**読解文:**
..............................
バイブル・エッセイ(767)いまを精一杯に生きる


いまを精一杯に生きる
「自分の命のことで何を食べようか何を飲もうかと、また自分の体のことで何を着ようかと思い悩むな。命は食べ物よりも大切であり、体は衣服よりも大切ではないか。空の鳥をよく見なさい。種も蒔かず、刈り入れもせず、倉に納めもしない。だが、あなたがたの天の父は鳥を養ってくださる。あなたがたは、鳥よりも価値あるものではないか。あなたがたのうちだれが、思い悩んだからといって、寿命をわずかでも延ばすことができようか。なぜ、衣服のことで思い悩むのか。野の花がどのように育つのか、注意して見なさい。働きもせず、紡ぎもしない。しかし、言っておく。栄華を極めたソロモンでさえ、この花の一つほどにも着飾ってはいなかった。今日は生えていて、明日は炉に投げ込まれる野の草でさえ、神はこのように装ってくださる。まして、あなたがたにはなおさらのことではないか、信仰の薄い者たちよ。だから、『何を食べようか』『何を飲もうか』『何を着ようか』と言って、思い悩むな。それはみな、異邦人が切に求めているものだ。あなたがたの天の父は、これらのものがみなあなたがたに必要なことをご存じである。何よりもまず、神の国と神の義を求めなさい。そうすれば、これらのものはみな加えて与えられる。だから、明日のことまで思い悩むな。明日のことは明日自らが思い悩む。その日の苦労は、その日だけで十分である。」(マタイ6:25-34)
「だれが、思い悩んだからといって、寿命をわずかでも延ばすことができようか」とイエスは言います。わたしたちは、明日もそのあとも生き続けることを当然の前提として「ああなったらどうしよう」「こうなったら困る」と思い悩んでいますが、今晩死んでしまうかもしれません。明日、大地震が起こるかもしれないし、病院で癌を告知される可能性だってあります。どんなに綿密に計画を立てても、死がやってくれば、すべてご破算になってしまうのです。自分がいつ死ぬかという一番大事なことがわからないのに、先のことをあれこれ思い悩んだところで意味があるでしょうか。
 あてにならない地上の富や権力などに執着し、自分の力ではどうもならない先のことまで自分の思った通りにしようしてあれこれ思い悩むのは、自分の人間としての限界をわきまえない傲慢とさえ言えるかもしれません。「明日のことは明日自らが思い悩む」とイエスは言います。自分の力でどうにもならない先のことは神様の手に委ねて、いまこのときを精一杯に生きなさいというのが今日の福音のメッセージでしょう。
..............................
**提供情報:**
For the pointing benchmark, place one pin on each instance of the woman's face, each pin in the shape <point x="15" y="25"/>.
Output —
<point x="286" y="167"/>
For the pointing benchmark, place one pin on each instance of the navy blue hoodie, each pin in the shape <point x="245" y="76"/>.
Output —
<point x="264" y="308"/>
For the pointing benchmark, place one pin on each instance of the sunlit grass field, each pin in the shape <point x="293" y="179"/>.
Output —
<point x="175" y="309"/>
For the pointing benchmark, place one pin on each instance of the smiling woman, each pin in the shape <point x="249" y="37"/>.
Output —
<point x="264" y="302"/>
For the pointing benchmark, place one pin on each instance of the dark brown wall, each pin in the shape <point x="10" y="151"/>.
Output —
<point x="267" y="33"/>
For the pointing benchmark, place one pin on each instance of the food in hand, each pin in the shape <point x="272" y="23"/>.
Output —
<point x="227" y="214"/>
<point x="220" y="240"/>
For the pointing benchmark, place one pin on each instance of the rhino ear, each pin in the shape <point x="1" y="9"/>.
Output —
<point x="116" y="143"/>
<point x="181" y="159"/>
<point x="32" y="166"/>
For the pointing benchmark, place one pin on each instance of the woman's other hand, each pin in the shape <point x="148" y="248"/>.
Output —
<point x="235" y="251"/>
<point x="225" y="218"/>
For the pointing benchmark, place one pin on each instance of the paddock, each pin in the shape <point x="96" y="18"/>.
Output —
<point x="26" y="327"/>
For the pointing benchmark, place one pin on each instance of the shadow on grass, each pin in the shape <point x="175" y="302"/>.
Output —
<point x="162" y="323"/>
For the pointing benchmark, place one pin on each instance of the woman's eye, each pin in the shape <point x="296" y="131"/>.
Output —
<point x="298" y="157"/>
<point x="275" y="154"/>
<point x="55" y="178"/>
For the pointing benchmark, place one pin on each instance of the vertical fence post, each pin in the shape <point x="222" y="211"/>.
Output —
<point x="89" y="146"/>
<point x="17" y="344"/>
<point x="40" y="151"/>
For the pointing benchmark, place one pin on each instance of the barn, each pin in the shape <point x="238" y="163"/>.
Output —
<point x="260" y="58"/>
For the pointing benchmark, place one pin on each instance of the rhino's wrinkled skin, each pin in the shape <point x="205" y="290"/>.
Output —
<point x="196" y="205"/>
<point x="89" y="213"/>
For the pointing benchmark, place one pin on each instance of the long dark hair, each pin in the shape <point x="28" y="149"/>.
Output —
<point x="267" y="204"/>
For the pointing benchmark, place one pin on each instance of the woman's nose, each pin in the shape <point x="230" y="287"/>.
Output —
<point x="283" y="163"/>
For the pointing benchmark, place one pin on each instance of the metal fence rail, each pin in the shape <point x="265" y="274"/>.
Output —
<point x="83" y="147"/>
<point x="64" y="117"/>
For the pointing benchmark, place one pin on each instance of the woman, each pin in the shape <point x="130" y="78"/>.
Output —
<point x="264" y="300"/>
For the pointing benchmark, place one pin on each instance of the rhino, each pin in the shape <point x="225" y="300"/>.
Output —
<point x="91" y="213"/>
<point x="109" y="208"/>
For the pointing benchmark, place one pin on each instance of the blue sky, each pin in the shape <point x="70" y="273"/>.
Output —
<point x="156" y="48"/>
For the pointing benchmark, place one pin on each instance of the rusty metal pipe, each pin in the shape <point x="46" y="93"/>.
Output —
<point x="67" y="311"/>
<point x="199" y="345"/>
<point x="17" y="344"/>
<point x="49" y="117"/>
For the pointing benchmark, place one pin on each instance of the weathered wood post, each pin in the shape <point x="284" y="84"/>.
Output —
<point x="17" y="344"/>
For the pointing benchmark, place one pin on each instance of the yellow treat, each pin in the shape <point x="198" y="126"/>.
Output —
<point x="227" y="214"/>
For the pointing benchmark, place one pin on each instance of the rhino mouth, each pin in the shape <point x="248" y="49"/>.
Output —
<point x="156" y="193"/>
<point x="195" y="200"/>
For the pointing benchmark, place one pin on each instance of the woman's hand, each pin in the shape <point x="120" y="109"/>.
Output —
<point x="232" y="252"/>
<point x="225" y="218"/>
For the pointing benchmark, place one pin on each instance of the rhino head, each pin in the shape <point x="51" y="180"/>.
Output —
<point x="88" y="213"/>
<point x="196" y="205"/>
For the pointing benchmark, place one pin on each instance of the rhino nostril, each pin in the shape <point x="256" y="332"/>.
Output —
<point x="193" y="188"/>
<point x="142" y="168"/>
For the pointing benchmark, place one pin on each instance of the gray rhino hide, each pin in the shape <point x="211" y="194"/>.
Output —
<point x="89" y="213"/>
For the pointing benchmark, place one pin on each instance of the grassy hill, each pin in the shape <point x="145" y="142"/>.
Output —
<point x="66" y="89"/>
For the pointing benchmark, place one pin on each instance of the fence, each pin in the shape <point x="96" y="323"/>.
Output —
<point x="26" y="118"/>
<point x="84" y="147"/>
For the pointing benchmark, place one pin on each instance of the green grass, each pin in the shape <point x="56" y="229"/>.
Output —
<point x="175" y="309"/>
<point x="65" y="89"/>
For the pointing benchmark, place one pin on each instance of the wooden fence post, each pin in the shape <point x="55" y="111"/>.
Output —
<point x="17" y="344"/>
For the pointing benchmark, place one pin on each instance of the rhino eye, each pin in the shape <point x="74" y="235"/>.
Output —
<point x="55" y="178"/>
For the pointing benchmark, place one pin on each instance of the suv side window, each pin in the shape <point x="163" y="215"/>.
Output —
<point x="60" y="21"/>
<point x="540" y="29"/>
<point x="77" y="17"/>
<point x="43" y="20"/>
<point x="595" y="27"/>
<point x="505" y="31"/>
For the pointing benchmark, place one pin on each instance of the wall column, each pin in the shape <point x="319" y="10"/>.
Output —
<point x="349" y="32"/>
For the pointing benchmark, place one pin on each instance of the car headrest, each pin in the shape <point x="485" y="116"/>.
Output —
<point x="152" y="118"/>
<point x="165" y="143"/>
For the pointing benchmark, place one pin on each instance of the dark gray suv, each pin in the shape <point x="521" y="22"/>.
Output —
..............................
**課題の目的:**
読解文のマタイの引用の中で、『 』に入れて示されている思い悩みの言葉をすべて書き出せ。

**出力:**
何を食べようか
何を飲もうか
何を着ようか